Segment Open

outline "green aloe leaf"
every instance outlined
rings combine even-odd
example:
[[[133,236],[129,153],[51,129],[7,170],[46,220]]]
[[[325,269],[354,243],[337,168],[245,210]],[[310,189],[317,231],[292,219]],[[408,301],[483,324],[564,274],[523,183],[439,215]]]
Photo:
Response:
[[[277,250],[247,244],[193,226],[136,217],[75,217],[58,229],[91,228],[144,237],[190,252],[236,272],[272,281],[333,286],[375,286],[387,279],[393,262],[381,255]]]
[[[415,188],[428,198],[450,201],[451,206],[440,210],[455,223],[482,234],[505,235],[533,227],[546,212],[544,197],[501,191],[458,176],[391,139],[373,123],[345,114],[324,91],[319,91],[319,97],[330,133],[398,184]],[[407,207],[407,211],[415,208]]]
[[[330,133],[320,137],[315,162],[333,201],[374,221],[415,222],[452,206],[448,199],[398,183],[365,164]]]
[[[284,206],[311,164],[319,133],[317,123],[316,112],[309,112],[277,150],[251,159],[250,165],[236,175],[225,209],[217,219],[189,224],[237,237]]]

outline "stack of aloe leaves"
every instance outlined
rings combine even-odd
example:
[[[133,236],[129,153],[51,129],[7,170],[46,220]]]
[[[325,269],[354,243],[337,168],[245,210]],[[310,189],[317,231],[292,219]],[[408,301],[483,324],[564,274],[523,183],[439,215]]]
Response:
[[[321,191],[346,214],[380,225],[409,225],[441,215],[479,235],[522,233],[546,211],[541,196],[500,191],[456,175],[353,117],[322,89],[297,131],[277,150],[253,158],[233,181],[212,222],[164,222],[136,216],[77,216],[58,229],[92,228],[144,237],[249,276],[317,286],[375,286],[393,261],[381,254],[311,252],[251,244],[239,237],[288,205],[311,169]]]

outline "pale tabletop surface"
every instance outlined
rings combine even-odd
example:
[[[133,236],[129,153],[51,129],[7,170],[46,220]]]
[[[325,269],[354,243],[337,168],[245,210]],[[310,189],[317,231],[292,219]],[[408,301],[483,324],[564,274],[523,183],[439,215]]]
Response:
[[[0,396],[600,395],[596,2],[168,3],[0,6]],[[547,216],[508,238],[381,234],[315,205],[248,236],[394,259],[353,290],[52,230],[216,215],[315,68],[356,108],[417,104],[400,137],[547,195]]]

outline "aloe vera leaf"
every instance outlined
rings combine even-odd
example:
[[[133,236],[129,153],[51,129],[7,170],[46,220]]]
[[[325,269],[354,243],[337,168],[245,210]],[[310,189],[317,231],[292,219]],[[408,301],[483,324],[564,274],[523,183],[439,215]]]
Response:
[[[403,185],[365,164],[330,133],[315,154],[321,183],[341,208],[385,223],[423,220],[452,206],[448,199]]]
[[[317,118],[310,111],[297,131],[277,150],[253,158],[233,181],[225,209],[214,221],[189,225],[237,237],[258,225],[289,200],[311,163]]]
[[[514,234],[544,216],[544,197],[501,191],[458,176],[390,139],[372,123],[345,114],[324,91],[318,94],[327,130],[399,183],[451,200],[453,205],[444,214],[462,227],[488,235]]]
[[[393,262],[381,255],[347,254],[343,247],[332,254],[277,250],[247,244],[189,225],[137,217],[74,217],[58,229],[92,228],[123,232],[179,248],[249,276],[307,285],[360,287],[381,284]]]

Segment Closed

Produce an exact copy of the entries above.

outline "green aloe leaf"
every instance outlined
rings combine even-odd
example:
[[[133,236],[129,153],[51,129],[7,170],[46,220]]]
[[[325,269],[354,243],[337,168],[245,210]],[[310,189],[317,231],[292,219]],[[408,301],[483,324],[564,274],[523,183],[439,215]]]
Photo:
Response:
[[[277,250],[247,244],[193,226],[136,217],[75,217],[58,229],[91,228],[144,237],[190,252],[236,272],[272,281],[333,286],[375,286],[387,279],[393,262],[381,255]]]
[[[415,188],[428,198],[450,201],[451,206],[440,210],[455,223],[482,234],[505,235],[533,227],[546,212],[544,197],[501,191],[458,176],[391,139],[373,123],[345,114],[324,91],[319,91],[319,97],[330,133],[398,184]],[[407,207],[407,211],[415,208]]]
[[[330,133],[320,137],[315,162],[333,201],[374,221],[415,222],[452,206],[448,199],[398,183],[365,164]]]
[[[284,206],[311,164],[319,133],[317,123],[316,112],[309,112],[277,150],[251,159],[250,165],[236,175],[225,209],[217,219],[189,224],[237,237]]]

outline "stack of aloe leaves"
every instance outlined
rings combine even-odd
example:
[[[133,236],[129,153],[51,129],[7,170],[46,220]]]
[[[325,269],[354,243],[337,168],[245,210]],[[310,189],[317,231],[292,219]],[[408,301],[483,324],[564,274],[523,183],[439,215]]]
Response:
[[[321,191],[346,214],[380,225],[409,225],[441,215],[479,235],[522,233],[546,211],[541,196],[500,191],[456,175],[353,117],[322,89],[297,131],[277,150],[253,158],[233,181],[212,222],[164,222],[136,216],[77,216],[58,229],[92,228],[144,237],[249,276],[317,286],[375,286],[393,261],[381,254],[311,252],[251,244],[239,237],[288,205],[311,169]]]

outline "pale tabletop surface"
every instance outlined
rings combine even-odd
example:
[[[133,236],[129,153],[51,129],[7,170],[46,220]]]
[[[325,269],[354,243],[337,168],[245,210]],[[310,189],[317,231],[292,219]],[[408,301],[483,324],[564,274],[523,183],[439,215]]]
Response:
[[[0,396],[600,395],[596,2],[168,3],[0,6]],[[547,216],[508,238],[381,234],[315,205],[248,236],[394,259],[353,290],[52,230],[216,215],[315,68],[356,108],[417,104],[400,137],[547,195]]]

outline "aloe vera leaf"
every instance outlined
rings combine even-odd
example:
[[[133,236],[129,153],[51,129],[7,170],[46,220]]]
[[[325,269],[354,243],[337,168],[245,210]],[[310,189],[317,231],[292,219]],[[408,301],[483,324],[564,274],[523,183],[439,215]]]
Response:
[[[403,185],[365,164],[330,133],[315,154],[321,183],[341,208],[385,223],[423,220],[452,206],[448,199]]]
[[[317,118],[310,111],[297,131],[277,150],[253,158],[233,181],[225,209],[214,221],[189,225],[237,237],[258,225],[289,200],[311,163]]]
[[[514,234],[544,216],[544,197],[501,191],[458,176],[390,139],[372,123],[345,114],[324,91],[318,94],[327,130],[399,183],[451,200],[453,205],[444,214],[462,227],[488,235]]]
[[[393,262],[381,255],[347,254],[343,247],[332,254],[277,250],[247,244],[189,225],[137,217],[74,217],[58,229],[92,228],[123,232],[179,248],[249,276],[307,285],[360,287],[381,284]]]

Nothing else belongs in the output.